[Задача] Пожалуйста, верни без изменений часть приведенного ниже текста о поэмах Ручьева от слов «Сама сад я поливала» до слов «и суровой человечности.» включительно.

[Избранный отрывок]

====================

Разожгли фашисты печь,
автоматы сняли с плеч,
поселились гады в доме —
хозяевам негде лечь.
Сама сад я поливала
нынче видеть не могу,
сама домик наживала —
сама домик подожгу…»
«В гневе песней стала быль» – резюме Ручьева из той же поэмы, переполненной яростью к захватчикам.
Поэма «Невидимка» стала для автора школой эпики. Но патриотический порыв Ручьева здесь опирается все-таки на общий народный и песенный опыт. Это героическая фантазия, рисующая гиперболизированный образ сопротивления, личного, пережитого на собственном опыте здесь нет. Фатально роковым образом сложились обстоятельства, что такой патриот, как Ручьев на фронте не был. Но лирический герой цикла стихотворений «Красное солнышко» (1943 – 1956 годы) и поэмы «Прощание с юностью» (1943 – 1959) верит, что его работа «равна отвагой войне». Так сама эпоха сформировала масштаб мышления поэта, потребовала эпических форм, особого уровня гражданственности и суровой человечности.

====================

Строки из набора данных
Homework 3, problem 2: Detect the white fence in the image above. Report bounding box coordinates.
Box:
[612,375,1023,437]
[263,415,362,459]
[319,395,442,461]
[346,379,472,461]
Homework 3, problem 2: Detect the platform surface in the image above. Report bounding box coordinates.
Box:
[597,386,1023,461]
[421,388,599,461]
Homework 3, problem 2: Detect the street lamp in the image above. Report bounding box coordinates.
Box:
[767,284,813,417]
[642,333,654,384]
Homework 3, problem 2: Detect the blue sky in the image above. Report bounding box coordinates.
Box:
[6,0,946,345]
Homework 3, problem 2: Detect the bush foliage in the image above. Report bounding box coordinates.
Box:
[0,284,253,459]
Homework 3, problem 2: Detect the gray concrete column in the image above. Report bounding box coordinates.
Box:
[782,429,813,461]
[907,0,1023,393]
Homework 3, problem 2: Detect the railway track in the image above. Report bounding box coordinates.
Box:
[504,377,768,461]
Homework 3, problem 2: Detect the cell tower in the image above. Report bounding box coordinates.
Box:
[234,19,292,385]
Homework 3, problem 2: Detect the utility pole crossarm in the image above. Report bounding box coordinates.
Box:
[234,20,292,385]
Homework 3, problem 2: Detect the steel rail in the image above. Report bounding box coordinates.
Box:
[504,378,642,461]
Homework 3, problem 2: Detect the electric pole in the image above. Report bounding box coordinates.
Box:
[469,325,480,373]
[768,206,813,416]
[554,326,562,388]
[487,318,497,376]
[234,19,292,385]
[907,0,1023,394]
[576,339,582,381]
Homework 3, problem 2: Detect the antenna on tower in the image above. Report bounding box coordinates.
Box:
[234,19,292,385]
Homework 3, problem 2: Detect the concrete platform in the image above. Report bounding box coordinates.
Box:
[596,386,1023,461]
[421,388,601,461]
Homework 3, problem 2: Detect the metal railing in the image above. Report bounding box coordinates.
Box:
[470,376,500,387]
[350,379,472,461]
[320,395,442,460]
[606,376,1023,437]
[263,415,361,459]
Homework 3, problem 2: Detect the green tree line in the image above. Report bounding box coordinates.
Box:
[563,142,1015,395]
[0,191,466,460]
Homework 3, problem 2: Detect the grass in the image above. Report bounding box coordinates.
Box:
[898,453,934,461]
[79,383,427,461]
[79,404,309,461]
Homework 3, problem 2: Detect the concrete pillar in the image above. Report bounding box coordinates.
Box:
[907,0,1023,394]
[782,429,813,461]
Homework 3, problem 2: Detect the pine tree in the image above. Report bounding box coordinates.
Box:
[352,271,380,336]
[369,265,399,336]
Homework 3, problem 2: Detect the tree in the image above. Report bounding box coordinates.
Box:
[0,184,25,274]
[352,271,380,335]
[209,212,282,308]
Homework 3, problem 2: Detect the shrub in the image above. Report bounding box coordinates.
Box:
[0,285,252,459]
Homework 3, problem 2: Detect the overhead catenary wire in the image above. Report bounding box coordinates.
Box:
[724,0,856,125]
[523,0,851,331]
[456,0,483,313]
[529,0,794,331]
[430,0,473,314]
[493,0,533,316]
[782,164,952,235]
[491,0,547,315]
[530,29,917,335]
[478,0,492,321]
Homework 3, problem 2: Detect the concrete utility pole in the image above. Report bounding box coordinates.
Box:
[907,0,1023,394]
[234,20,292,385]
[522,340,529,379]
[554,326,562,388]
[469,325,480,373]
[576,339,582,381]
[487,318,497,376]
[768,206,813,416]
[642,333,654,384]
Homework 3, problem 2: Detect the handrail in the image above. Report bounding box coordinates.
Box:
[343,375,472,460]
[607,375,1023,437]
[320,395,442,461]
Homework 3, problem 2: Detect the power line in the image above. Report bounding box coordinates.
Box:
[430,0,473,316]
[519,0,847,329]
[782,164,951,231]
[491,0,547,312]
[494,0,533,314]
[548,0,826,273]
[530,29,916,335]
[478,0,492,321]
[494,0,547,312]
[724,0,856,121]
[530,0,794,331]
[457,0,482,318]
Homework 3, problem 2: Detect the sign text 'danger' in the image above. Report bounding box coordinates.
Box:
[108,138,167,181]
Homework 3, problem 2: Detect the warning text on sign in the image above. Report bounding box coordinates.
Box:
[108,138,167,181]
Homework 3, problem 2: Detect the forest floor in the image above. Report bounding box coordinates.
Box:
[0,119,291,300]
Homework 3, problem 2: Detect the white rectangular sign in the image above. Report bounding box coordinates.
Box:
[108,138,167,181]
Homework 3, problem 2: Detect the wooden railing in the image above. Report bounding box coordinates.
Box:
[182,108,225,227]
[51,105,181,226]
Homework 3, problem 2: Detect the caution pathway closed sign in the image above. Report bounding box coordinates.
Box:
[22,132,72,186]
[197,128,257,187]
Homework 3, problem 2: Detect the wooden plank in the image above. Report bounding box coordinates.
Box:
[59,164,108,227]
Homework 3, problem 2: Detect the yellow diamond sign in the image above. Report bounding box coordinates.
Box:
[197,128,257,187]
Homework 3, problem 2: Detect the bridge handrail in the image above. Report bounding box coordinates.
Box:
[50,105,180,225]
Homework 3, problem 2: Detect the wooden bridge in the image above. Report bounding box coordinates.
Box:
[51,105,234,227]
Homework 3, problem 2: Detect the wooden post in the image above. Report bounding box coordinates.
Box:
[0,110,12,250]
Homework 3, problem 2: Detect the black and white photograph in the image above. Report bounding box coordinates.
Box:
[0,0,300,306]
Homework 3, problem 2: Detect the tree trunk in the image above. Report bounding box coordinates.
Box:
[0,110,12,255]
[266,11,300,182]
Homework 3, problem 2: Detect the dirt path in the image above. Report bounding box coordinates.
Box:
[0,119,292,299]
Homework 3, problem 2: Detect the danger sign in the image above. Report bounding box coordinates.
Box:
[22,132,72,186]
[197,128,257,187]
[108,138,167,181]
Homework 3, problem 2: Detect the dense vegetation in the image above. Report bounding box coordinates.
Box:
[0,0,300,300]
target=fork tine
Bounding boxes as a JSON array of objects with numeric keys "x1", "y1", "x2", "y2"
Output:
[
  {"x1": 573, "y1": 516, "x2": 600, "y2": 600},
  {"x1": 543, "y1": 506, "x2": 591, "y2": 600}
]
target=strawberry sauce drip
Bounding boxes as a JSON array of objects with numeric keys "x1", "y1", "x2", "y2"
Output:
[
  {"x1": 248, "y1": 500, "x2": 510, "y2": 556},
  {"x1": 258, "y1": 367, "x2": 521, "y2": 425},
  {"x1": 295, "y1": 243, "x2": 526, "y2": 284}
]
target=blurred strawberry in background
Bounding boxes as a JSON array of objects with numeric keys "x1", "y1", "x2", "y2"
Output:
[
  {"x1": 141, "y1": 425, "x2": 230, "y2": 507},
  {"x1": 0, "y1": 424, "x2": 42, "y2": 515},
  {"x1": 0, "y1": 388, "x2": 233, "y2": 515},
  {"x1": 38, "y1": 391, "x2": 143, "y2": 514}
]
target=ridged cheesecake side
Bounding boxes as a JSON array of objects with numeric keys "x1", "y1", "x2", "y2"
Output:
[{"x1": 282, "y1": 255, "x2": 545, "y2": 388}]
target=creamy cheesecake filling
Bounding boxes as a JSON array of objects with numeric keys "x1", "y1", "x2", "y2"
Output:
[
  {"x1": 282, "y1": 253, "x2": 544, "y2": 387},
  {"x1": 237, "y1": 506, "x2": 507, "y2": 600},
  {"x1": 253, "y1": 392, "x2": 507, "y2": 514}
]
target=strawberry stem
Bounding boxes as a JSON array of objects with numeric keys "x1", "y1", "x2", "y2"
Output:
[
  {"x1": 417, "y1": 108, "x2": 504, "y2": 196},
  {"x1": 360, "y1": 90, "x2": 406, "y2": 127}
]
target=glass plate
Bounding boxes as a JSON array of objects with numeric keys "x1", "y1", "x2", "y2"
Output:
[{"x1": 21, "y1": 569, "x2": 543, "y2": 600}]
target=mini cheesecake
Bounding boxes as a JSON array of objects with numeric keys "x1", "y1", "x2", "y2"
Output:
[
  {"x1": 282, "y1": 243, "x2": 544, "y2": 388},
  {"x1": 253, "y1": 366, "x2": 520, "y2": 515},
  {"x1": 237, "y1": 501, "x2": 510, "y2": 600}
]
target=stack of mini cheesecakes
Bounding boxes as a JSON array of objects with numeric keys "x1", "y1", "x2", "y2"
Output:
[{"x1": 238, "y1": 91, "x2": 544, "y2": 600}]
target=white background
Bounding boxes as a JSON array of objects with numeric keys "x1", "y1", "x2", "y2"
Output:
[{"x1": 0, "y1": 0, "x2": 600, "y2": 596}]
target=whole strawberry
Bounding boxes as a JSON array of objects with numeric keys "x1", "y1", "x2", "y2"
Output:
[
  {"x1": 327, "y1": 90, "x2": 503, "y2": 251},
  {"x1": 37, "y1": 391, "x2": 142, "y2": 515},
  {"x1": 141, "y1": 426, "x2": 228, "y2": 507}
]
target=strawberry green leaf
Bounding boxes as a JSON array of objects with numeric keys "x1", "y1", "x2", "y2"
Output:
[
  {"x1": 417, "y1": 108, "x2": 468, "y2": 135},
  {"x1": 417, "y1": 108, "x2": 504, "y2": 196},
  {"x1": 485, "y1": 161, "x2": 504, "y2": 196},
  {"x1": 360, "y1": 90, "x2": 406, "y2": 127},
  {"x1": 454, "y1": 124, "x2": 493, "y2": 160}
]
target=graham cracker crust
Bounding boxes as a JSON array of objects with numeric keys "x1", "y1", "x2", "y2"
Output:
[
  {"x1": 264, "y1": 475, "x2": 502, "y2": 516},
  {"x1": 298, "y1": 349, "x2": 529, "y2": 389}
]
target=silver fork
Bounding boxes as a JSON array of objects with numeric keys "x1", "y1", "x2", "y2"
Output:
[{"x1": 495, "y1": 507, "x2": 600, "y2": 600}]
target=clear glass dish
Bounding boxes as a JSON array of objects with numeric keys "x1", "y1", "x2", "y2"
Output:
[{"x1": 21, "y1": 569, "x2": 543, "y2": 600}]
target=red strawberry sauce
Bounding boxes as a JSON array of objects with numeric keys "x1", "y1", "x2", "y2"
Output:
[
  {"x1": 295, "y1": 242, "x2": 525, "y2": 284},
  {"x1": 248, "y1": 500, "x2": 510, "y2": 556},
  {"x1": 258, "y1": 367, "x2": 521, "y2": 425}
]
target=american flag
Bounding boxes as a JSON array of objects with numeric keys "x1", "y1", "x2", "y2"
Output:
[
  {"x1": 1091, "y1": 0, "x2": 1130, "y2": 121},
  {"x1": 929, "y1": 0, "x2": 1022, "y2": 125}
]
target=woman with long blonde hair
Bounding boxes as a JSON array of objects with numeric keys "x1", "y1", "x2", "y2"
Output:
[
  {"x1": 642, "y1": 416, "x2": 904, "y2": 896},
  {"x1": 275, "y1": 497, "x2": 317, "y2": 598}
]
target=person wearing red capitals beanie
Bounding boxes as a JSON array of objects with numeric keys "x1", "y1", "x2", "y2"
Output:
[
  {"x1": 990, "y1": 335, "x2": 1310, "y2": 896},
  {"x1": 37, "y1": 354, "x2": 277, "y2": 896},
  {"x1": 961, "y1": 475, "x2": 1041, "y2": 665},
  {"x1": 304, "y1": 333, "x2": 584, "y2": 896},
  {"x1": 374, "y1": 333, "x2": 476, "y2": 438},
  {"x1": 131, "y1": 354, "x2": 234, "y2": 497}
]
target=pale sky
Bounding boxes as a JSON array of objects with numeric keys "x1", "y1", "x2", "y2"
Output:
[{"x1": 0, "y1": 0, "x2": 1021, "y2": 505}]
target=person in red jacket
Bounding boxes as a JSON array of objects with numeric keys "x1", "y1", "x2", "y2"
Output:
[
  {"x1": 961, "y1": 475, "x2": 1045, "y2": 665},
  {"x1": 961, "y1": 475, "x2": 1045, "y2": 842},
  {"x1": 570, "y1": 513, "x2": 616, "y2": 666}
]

====================

[Письменный ответ]
Сама сад я поливала
нынче видеть не могу,
сама домик наживала —
сама домик подожгу…»
«В гневе песней стала быль» – резюме Ручьева из той же поэмы, переполненной яростью к захватчикам.
Поэма «Невидимка» стала для автора школой эпики. Но патриотический порыв Ручьева здесь опирается все-таки на общий народный и песенный опыт. Это героическая фантазия, рисующая гиперболизированный образ сопротивления, личного, пережитого на собственном опыте здесь нет. Фатально роковым образом сложились обстоятельства, что такой патриот, как Ручьев на фронте не был. Но лирический герой цикла стихотворений «Красное солнышко» (1943 – 1956 годы) и поэмы «Прощание с юностью» (1943 – 1959) верит, что его работа «равна отвагой войне». Так сама эпоха сформировала масштаб мышления поэта, потребовала эпических форм, особого уровня гражданственности и суровой человечности.